• _EXTRACTOS DE REGISTROS_
*-*-*

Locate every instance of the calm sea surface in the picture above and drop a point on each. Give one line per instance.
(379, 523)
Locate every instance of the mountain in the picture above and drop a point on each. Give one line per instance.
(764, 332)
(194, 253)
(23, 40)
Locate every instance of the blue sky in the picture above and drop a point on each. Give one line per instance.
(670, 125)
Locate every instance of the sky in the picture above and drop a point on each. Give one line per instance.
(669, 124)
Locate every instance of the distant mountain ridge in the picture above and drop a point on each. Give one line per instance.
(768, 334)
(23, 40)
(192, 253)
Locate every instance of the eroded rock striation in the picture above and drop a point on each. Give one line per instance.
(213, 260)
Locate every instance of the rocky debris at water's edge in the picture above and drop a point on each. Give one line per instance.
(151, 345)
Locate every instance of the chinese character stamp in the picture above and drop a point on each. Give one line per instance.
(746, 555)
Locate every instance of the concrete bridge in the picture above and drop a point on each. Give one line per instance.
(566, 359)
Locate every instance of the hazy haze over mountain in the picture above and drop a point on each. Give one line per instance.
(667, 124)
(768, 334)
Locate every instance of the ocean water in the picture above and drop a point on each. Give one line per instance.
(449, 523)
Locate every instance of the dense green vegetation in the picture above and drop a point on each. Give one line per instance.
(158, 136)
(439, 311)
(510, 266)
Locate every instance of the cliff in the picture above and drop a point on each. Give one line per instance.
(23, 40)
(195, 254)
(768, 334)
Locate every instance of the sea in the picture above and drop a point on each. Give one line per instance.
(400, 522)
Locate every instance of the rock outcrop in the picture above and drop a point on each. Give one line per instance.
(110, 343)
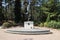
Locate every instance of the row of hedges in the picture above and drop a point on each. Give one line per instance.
(51, 24)
(8, 24)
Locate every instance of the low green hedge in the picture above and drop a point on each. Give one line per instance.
(8, 24)
(51, 24)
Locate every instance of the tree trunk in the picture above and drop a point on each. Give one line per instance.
(1, 14)
(17, 10)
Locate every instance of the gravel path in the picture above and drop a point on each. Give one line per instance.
(7, 36)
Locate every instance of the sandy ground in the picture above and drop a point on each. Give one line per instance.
(7, 36)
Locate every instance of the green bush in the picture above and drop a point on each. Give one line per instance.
(12, 23)
(8, 24)
(52, 24)
(41, 24)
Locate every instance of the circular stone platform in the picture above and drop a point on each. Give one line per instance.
(28, 31)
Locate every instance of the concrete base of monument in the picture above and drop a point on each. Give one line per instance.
(34, 31)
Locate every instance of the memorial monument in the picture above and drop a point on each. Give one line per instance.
(28, 25)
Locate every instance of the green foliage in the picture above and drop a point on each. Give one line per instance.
(52, 24)
(41, 25)
(8, 24)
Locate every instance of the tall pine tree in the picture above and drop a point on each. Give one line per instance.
(17, 10)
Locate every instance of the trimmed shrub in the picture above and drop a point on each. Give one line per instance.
(52, 24)
(8, 24)
(41, 24)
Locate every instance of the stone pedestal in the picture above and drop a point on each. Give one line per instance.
(28, 25)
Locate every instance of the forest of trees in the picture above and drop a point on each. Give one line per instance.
(41, 11)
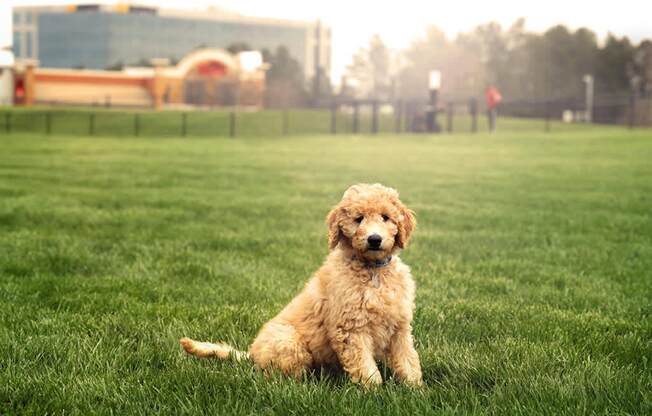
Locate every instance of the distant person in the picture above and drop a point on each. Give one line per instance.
(494, 99)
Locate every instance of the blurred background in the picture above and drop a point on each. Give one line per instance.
(411, 66)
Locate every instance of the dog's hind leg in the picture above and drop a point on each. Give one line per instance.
(279, 346)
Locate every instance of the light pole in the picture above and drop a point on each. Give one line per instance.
(431, 114)
(588, 80)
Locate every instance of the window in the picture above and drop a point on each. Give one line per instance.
(28, 44)
(18, 50)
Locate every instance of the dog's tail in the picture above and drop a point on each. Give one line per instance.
(208, 350)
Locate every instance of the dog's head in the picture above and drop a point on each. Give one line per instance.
(370, 220)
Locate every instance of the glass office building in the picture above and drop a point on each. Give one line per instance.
(105, 37)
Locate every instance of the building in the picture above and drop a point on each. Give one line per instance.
(205, 77)
(110, 37)
(6, 56)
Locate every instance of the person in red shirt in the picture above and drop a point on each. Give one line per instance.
(494, 99)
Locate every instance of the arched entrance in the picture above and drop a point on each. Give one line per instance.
(209, 78)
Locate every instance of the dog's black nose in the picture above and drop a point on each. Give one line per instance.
(374, 240)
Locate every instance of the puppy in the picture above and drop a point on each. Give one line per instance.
(356, 309)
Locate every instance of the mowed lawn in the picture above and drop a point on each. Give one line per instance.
(533, 259)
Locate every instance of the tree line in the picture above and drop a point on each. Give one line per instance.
(524, 65)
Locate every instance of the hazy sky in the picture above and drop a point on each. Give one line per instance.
(398, 22)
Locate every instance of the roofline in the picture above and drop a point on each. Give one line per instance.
(220, 15)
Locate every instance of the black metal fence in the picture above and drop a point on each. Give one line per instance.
(338, 117)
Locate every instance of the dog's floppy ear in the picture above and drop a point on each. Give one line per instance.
(333, 221)
(406, 225)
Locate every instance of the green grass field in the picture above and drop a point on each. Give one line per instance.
(533, 259)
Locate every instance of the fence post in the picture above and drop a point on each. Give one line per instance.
(632, 110)
(398, 116)
(547, 127)
(232, 121)
(136, 124)
(91, 124)
(374, 117)
(286, 122)
(48, 123)
(474, 114)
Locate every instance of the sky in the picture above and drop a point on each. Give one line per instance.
(399, 22)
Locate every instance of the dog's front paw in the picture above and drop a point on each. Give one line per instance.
(373, 379)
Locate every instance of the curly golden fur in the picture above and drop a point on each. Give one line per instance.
(358, 306)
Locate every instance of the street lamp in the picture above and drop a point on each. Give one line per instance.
(588, 80)
(434, 85)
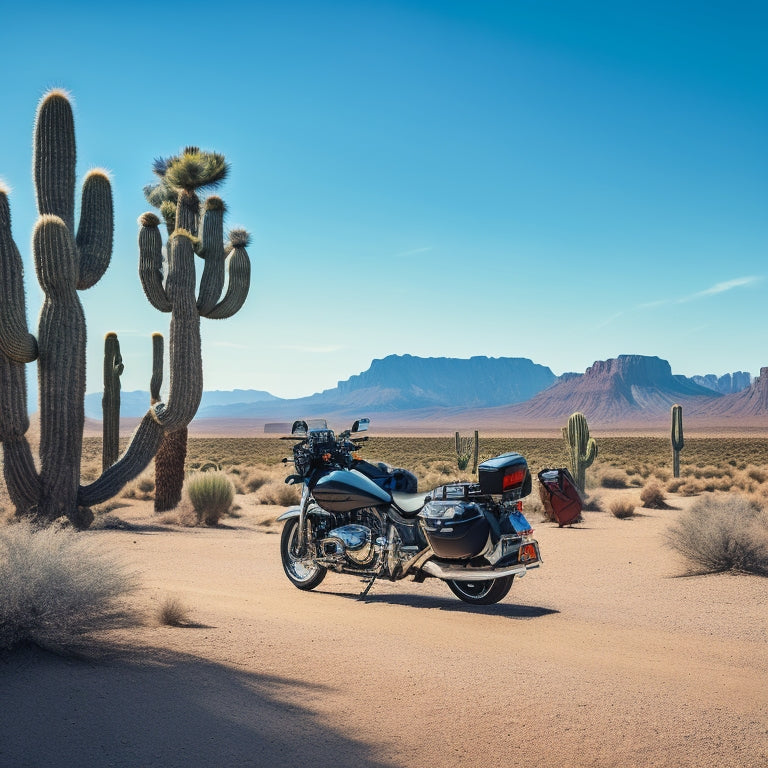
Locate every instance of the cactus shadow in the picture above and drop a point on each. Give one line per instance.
(154, 708)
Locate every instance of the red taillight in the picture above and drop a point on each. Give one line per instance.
(512, 480)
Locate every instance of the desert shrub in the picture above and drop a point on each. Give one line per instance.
(652, 496)
(614, 479)
(56, 589)
(592, 504)
(758, 474)
(721, 533)
(172, 612)
(211, 495)
(622, 508)
(255, 480)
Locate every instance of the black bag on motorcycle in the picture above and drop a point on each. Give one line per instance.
(456, 529)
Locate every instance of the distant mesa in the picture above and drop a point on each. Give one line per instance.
(492, 393)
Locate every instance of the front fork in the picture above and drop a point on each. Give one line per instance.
(301, 543)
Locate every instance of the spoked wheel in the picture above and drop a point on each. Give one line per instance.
(303, 572)
(482, 592)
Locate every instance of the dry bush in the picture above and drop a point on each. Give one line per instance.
(614, 479)
(758, 474)
(255, 479)
(622, 508)
(211, 494)
(723, 532)
(172, 612)
(56, 590)
(652, 496)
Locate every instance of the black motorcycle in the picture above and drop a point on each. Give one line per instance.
(367, 519)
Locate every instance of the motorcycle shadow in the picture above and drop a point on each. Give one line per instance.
(505, 610)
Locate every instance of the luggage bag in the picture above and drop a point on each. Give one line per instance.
(560, 496)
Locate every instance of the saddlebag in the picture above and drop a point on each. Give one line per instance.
(455, 525)
(560, 496)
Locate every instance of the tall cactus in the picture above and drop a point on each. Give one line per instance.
(582, 449)
(67, 261)
(677, 438)
(176, 196)
(110, 401)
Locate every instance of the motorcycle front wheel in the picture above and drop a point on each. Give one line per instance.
(482, 592)
(303, 572)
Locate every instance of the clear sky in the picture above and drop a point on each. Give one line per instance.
(564, 181)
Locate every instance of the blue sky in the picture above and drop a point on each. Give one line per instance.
(564, 181)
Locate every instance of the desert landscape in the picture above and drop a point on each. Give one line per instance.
(607, 655)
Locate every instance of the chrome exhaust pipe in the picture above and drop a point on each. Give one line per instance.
(463, 573)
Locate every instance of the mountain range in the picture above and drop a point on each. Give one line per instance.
(404, 392)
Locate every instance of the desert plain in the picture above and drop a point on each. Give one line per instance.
(605, 656)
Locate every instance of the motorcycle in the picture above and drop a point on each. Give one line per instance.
(368, 520)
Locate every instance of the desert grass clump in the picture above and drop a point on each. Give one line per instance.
(652, 496)
(614, 479)
(172, 612)
(211, 495)
(622, 508)
(723, 532)
(56, 589)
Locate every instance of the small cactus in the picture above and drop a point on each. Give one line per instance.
(582, 448)
(677, 438)
(110, 402)
(466, 449)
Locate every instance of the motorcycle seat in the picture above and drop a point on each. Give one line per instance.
(408, 504)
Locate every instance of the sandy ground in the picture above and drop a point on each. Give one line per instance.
(605, 656)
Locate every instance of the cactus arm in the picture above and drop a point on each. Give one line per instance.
(61, 368)
(157, 368)
(110, 402)
(186, 367)
(239, 276)
(96, 229)
(141, 449)
(15, 339)
(212, 281)
(54, 158)
(151, 262)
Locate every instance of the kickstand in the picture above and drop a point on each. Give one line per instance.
(368, 586)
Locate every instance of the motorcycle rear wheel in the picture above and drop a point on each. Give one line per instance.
(482, 592)
(302, 572)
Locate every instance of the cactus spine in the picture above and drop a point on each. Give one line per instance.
(176, 197)
(677, 438)
(582, 449)
(110, 402)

*-*-*

• _CONSIGNA_
Transcribe sin cambios las líneas de los registros de arriba, desde la que contiene "Locate every instance of the desert plain" hasta el final de los registros, ambas incluidas.

• _RESULTADO DEL EJERCICIO_
Locate every instance of the desert plain in the picture above and drop a point on each. Give one line per instance.
(605, 656)
Locate every instance of the motorcycle in the picture above and drop a point on each. Give one line per instance.
(368, 520)
Locate every instance of the desert grass clump in the picture above and drop a point on each. Give one line per instance.
(652, 496)
(614, 479)
(172, 612)
(211, 495)
(622, 508)
(723, 532)
(56, 589)
Locate every instance of the small cactus in the picture above and drop a point on each. Give one line per instance.
(582, 448)
(677, 438)
(110, 402)
(466, 449)
Locate every instance of the motorcycle seat in the picture above and drop a point on each. Give one line per instance.
(408, 504)
Locate every instance of the sandy ground in the picture above and drop a point on each. Give one line per instance.
(605, 656)
Locate every instance of the cactus arm in the picture above and drop a point on each. Give one line per instance.
(61, 368)
(157, 368)
(110, 402)
(186, 367)
(239, 276)
(96, 229)
(141, 449)
(15, 339)
(212, 281)
(54, 158)
(151, 262)
Locate every instance of the kickstand in the picture above and drop a point on each. Give one line per instance.
(368, 586)
Locate every instance of the motorcycle rear wheel in the picture above and drop a point on each. Give one line per instance.
(482, 592)
(302, 572)
Locate every instance of the cactus spine in the picture above and drop a point on each. Give one line per instance.
(176, 197)
(677, 438)
(582, 449)
(110, 402)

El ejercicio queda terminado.